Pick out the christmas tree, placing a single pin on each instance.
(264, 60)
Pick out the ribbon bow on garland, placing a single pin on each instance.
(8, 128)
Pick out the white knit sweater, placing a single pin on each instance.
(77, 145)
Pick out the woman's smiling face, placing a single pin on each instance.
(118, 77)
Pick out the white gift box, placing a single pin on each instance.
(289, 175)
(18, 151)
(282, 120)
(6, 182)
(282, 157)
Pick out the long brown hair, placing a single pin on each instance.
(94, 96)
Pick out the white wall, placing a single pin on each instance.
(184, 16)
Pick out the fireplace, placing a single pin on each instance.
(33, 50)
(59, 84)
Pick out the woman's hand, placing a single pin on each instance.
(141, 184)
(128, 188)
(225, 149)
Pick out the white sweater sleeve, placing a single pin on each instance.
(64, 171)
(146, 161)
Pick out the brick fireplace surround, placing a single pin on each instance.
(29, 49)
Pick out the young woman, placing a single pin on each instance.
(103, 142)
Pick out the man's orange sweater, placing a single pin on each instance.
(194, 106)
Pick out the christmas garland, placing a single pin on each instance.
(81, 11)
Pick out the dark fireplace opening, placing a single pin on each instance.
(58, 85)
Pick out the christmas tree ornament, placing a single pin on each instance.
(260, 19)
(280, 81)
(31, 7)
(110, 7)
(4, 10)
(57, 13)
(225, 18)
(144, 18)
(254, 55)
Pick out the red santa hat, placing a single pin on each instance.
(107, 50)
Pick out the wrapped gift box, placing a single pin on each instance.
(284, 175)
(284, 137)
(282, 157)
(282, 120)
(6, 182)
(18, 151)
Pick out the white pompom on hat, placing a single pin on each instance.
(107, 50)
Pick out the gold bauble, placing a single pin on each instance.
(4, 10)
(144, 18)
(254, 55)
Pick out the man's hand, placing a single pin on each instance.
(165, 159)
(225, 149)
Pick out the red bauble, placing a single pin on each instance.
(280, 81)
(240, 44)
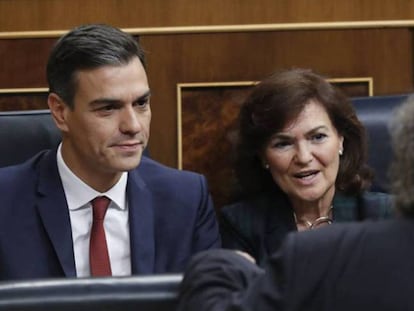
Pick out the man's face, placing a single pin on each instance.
(106, 132)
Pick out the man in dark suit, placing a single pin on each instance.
(365, 266)
(154, 217)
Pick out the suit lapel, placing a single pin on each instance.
(141, 223)
(54, 212)
(278, 223)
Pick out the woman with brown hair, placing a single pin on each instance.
(300, 164)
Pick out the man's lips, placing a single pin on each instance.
(128, 145)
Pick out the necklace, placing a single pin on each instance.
(318, 221)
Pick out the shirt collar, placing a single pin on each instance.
(79, 194)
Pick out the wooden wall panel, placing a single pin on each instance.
(23, 15)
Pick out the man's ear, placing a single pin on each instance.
(58, 109)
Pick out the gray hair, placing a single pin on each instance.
(402, 166)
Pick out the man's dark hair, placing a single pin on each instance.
(88, 47)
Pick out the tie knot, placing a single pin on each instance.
(99, 207)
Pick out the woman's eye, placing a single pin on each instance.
(281, 144)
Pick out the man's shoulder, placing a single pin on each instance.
(21, 170)
(344, 235)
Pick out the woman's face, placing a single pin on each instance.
(303, 158)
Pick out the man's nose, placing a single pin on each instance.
(130, 122)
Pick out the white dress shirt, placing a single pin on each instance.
(78, 196)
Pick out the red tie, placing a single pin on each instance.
(98, 250)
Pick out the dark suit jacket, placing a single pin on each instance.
(170, 217)
(258, 226)
(358, 267)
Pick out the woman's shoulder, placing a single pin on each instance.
(378, 205)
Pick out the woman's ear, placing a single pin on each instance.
(341, 145)
(58, 110)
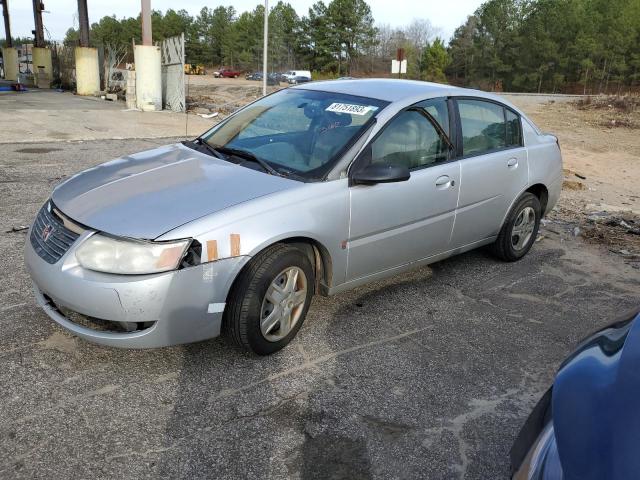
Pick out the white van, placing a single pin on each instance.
(298, 76)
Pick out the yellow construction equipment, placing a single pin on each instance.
(193, 69)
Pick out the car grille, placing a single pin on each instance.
(49, 237)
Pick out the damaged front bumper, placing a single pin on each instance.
(133, 311)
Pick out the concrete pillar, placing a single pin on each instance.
(42, 67)
(148, 77)
(87, 71)
(10, 58)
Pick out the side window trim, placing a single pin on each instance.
(461, 155)
(453, 154)
(434, 123)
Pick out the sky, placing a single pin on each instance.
(446, 15)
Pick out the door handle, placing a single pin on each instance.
(444, 182)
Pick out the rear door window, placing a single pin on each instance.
(483, 126)
(514, 129)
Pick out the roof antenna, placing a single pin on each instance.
(186, 108)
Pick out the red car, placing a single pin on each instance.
(229, 73)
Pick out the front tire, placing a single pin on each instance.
(520, 229)
(270, 299)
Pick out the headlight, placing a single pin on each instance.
(106, 254)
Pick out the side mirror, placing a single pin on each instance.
(380, 173)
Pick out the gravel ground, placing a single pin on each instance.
(427, 375)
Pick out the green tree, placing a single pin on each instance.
(435, 60)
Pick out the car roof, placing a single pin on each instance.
(394, 90)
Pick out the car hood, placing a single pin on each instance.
(595, 405)
(150, 193)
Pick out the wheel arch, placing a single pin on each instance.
(539, 190)
(318, 254)
(542, 192)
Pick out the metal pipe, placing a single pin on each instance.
(38, 33)
(83, 20)
(265, 46)
(7, 25)
(146, 22)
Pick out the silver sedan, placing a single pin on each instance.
(313, 189)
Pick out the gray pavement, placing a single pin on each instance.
(427, 375)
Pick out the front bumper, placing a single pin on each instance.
(177, 307)
(534, 454)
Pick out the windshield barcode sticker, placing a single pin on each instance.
(349, 108)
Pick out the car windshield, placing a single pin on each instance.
(297, 131)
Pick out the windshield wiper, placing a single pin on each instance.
(247, 155)
(212, 150)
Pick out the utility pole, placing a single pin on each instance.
(264, 47)
(145, 14)
(83, 20)
(38, 33)
(7, 25)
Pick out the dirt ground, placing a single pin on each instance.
(601, 152)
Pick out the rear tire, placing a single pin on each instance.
(270, 299)
(519, 230)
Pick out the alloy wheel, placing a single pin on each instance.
(283, 304)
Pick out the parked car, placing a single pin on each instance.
(587, 425)
(272, 78)
(313, 189)
(297, 80)
(229, 73)
(298, 76)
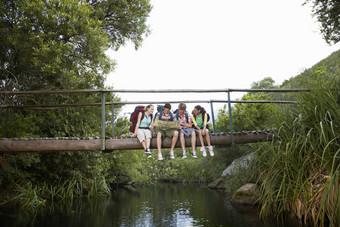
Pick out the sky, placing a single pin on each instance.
(218, 44)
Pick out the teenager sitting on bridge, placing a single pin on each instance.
(186, 129)
(142, 130)
(166, 115)
(199, 119)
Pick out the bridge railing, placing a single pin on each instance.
(104, 103)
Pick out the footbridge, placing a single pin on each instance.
(60, 144)
(107, 144)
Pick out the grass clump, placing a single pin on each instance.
(299, 172)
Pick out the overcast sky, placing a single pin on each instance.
(196, 44)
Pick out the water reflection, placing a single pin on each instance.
(150, 205)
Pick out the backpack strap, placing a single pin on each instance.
(161, 114)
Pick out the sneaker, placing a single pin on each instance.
(194, 154)
(172, 154)
(204, 152)
(147, 151)
(211, 152)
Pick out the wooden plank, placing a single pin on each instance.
(54, 145)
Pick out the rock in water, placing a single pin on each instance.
(247, 194)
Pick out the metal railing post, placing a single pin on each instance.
(230, 119)
(113, 120)
(103, 122)
(212, 115)
(6, 122)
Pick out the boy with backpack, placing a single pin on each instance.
(165, 115)
(200, 119)
(186, 129)
(141, 127)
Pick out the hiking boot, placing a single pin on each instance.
(211, 152)
(194, 154)
(204, 152)
(172, 154)
(160, 157)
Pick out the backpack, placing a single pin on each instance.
(208, 117)
(160, 109)
(134, 117)
(186, 115)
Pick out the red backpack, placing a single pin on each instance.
(134, 117)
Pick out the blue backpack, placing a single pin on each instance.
(160, 109)
(186, 115)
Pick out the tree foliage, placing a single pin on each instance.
(328, 14)
(56, 45)
(249, 116)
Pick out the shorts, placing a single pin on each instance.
(207, 130)
(143, 134)
(187, 131)
(168, 133)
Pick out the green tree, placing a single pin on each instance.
(249, 116)
(328, 14)
(55, 45)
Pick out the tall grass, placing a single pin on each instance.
(29, 196)
(299, 172)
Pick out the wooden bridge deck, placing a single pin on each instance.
(60, 144)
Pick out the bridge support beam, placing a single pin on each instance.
(90, 144)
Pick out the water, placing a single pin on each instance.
(150, 205)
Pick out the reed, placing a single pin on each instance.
(299, 172)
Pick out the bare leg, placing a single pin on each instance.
(159, 142)
(207, 137)
(193, 141)
(144, 144)
(148, 143)
(200, 138)
(174, 140)
(182, 140)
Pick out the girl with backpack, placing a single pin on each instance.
(143, 129)
(199, 119)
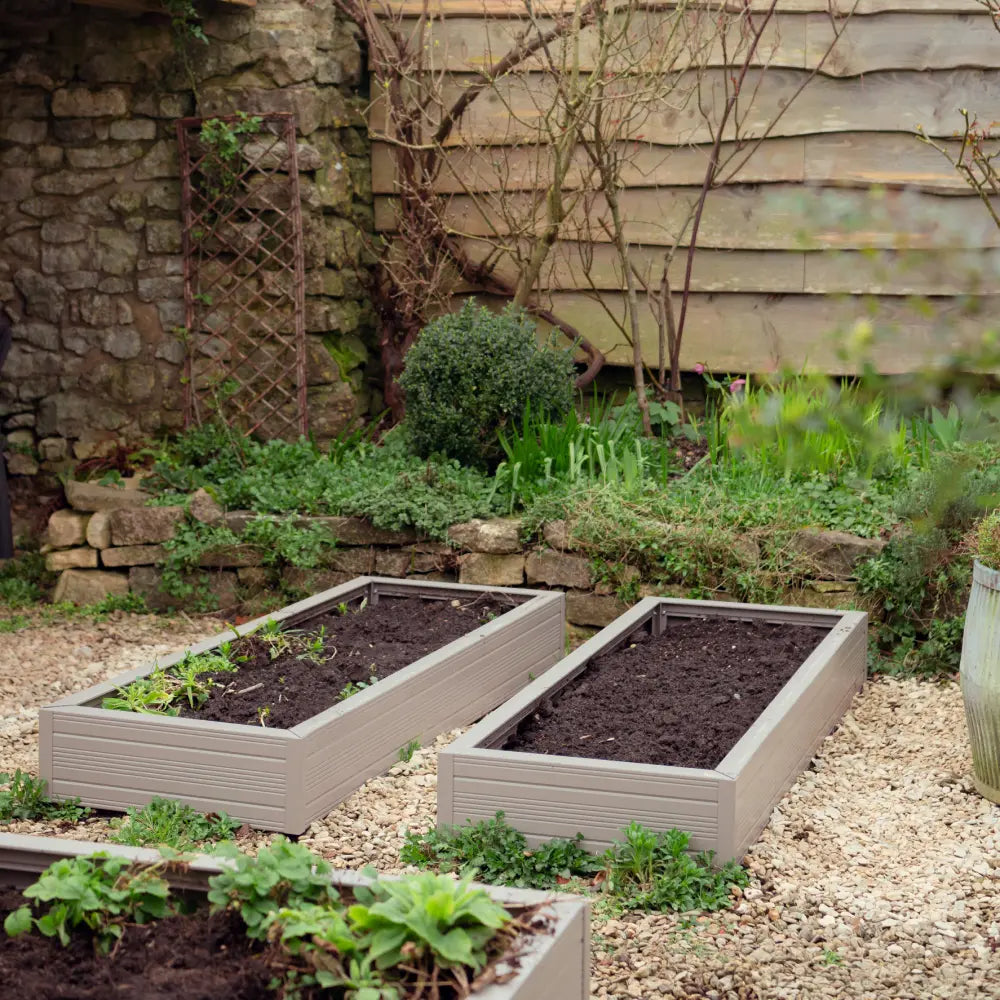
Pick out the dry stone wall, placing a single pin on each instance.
(108, 542)
(90, 234)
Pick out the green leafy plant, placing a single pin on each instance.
(988, 540)
(653, 871)
(101, 894)
(494, 852)
(474, 372)
(160, 691)
(283, 875)
(425, 920)
(23, 797)
(173, 823)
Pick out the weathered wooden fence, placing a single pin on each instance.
(778, 267)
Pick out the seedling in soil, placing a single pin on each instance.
(283, 875)
(173, 823)
(24, 798)
(102, 894)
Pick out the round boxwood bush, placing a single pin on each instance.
(471, 373)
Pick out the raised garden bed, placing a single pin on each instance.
(724, 805)
(283, 778)
(551, 963)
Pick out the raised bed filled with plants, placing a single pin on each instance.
(693, 715)
(278, 720)
(280, 924)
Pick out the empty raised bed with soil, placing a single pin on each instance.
(281, 777)
(690, 714)
(196, 956)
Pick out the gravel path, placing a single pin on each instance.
(878, 877)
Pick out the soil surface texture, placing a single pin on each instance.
(286, 687)
(196, 957)
(683, 698)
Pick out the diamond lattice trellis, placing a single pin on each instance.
(244, 275)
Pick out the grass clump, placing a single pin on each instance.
(171, 823)
(645, 871)
(23, 798)
(496, 853)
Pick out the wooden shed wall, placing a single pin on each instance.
(776, 265)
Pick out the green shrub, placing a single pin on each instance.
(988, 540)
(474, 372)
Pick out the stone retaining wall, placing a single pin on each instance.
(90, 263)
(109, 542)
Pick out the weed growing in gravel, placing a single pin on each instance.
(169, 822)
(496, 853)
(23, 797)
(647, 871)
(102, 894)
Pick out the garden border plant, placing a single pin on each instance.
(724, 808)
(286, 875)
(282, 779)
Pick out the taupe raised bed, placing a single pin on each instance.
(549, 966)
(724, 809)
(282, 779)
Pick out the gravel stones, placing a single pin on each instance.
(878, 877)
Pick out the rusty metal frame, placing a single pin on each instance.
(245, 325)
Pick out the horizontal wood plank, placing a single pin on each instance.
(852, 159)
(515, 8)
(773, 217)
(898, 102)
(572, 267)
(759, 333)
(838, 47)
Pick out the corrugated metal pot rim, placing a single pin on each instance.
(985, 576)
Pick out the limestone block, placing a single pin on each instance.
(80, 102)
(202, 507)
(133, 555)
(71, 559)
(80, 586)
(353, 561)
(99, 530)
(499, 536)
(312, 581)
(583, 608)
(90, 496)
(358, 531)
(557, 534)
(146, 580)
(558, 570)
(403, 562)
(833, 554)
(66, 528)
(144, 525)
(491, 570)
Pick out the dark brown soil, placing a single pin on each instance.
(198, 957)
(374, 641)
(194, 957)
(683, 698)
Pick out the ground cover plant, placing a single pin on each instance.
(23, 797)
(647, 870)
(289, 927)
(167, 822)
(279, 675)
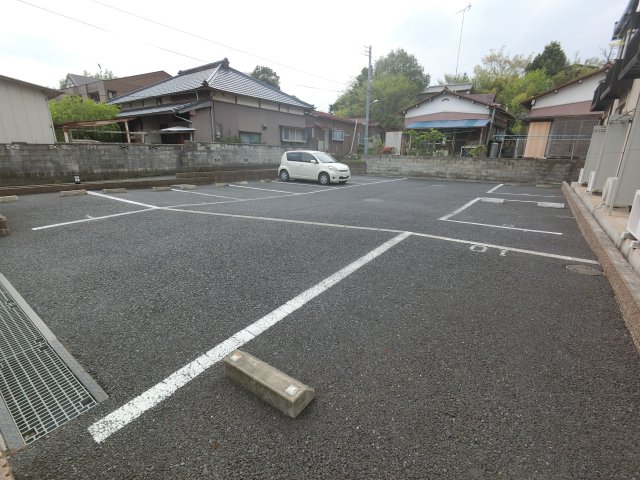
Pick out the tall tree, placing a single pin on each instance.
(552, 60)
(399, 62)
(396, 81)
(497, 69)
(452, 79)
(267, 75)
(74, 108)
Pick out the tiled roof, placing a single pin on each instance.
(79, 80)
(217, 76)
(454, 87)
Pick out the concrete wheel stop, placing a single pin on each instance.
(278, 389)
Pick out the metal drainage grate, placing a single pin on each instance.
(37, 387)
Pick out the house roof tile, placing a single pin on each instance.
(217, 76)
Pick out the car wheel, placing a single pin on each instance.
(324, 179)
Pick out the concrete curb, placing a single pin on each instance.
(622, 277)
(4, 226)
(5, 468)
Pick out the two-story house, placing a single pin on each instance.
(212, 103)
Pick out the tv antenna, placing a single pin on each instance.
(463, 11)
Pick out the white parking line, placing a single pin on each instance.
(120, 199)
(524, 194)
(107, 426)
(202, 193)
(505, 227)
(464, 207)
(93, 219)
(263, 189)
(154, 207)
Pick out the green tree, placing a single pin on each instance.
(425, 142)
(73, 108)
(552, 60)
(519, 89)
(266, 75)
(397, 80)
(399, 62)
(100, 75)
(497, 69)
(452, 79)
(390, 93)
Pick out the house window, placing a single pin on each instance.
(250, 137)
(291, 134)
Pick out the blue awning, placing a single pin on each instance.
(473, 123)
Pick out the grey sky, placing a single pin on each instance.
(315, 50)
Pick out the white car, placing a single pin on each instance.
(312, 165)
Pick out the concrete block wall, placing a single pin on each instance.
(22, 164)
(525, 170)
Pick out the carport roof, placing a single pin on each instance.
(449, 124)
(218, 76)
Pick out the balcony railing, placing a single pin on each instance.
(613, 86)
(630, 68)
(599, 105)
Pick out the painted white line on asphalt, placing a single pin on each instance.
(120, 418)
(289, 194)
(524, 194)
(464, 207)
(202, 193)
(505, 227)
(502, 248)
(506, 249)
(120, 199)
(84, 220)
(263, 189)
(500, 200)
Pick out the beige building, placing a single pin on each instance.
(214, 103)
(561, 120)
(24, 112)
(612, 165)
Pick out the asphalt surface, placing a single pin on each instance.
(464, 351)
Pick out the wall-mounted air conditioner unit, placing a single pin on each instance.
(591, 184)
(633, 227)
(609, 191)
(582, 177)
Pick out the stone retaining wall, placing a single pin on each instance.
(37, 163)
(523, 170)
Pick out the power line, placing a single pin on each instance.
(199, 37)
(107, 31)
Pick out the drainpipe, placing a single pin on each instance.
(355, 129)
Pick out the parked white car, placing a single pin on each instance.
(312, 165)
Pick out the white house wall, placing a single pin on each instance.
(24, 114)
(576, 93)
(448, 104)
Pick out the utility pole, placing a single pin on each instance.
(366, 121)
(463, 11)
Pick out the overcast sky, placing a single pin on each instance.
(315, 47)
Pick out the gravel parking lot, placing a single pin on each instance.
(446, 337)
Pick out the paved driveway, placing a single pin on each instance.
(444, 334)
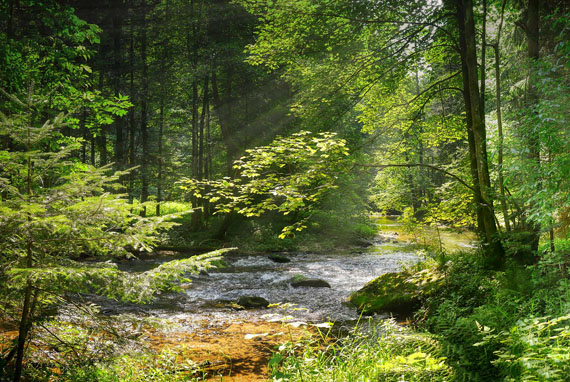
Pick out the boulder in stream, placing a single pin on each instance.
(252, 302)
(278, 258)
(391, 292)
(311, 283)
(395, 292)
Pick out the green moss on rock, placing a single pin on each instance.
(391, 292)
(397, 293)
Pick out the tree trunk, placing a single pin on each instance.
(132, 127)
(500, 121)
(117, 59)
(478, 151)
(144, 113)
(533, 140)
(161, 115)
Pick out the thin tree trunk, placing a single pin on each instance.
(102, 138)
(117, 59)
(483, 58)
(533, 140)
(161, 115)
(132, 111)
(201, 170)
(144, 113)
(493, 247)
(24, 324)
(500, 121)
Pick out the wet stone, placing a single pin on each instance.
(277, 258)
(252, 302)
(311, 283)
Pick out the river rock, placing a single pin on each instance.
(391, 292)
(397, 293)
(275, 257)
(311, 283)
(252, 302)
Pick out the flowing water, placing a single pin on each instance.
(257, 275)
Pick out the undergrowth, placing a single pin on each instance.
(381, 351)
(476, 325)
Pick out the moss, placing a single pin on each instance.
(391, 292)
(398, 293)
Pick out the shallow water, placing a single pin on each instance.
(257, 275)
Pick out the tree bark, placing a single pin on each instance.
(501, 180)
(477, 136)
(533, 140)
(117, 59)
(132, 127)
(144, 112)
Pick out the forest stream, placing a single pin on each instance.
(238, 343)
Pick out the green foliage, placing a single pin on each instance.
(289, 176)
(380, 352)
(54, 210)
(533, 349)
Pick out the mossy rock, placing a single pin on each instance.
(310, 283)
(277, 258)
(252, 302)
(391, 292)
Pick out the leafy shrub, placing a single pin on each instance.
(381, 352)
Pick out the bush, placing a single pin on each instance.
(380, 352)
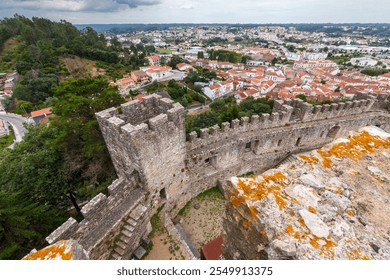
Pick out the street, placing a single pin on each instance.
(17, 124)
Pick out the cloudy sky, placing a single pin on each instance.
(201, 11)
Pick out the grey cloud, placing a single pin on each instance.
(136, 3)
(77, 5)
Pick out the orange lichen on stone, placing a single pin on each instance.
(301, 222)
(263, 233)
(326, 249)
(298, 236)
(350, 212)
(309, 159)
(357, 146)
(289, 230)
(312, 209)
(236, 199)
(57, 251)
(356, 255)
(253, 211)
(253, 190)
(245, 224)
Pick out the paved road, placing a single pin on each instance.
(17, 124)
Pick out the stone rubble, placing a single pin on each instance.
(327, 204)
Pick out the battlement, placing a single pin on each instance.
(305, 112)
(239, 127)
(157, 165)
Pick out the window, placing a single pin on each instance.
(248, 146)
(298, 141)
(163, 194)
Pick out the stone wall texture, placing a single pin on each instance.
(158, 164)
(331, 203)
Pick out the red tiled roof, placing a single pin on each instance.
(46, 111)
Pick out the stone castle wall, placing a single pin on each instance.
(157, 165)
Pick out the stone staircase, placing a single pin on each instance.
(130, 235)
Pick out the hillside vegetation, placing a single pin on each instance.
(44, 53)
::::
- What you have to do
Find the line with "Pick out the paved road, placing" in the listing above, then write out that line and each remaining line exactly, with no other text.

- Correct answer
Pick out the paved road, placing a single pin on each instance.
(17, 124)
Pick out the stone rubble, placing a single pin on each instance.
(327, 204)
Pick out the battlement, placing a single pin on each instance.
(305, 112)
(239, 127)
(157, 165)
Pick out the window, placing a single pin on each instance.
(248, 146)
(298, 141)
(163, 194)
Pick out the stone wall texture, placing a single pin on each instance.
(158, 164)
(331, 203)
Pick out the red tiled roof, placing a single pin on each instance.
(46, 111)
Pick out the stone castle wall, placing a single pin on each instance.
(157, 165)
Pick out the stone staircase, placing a single pin on each instance.
(130, 235)
Pick out the hillside vegetation, placing a single pin on each instance.
(44, 53)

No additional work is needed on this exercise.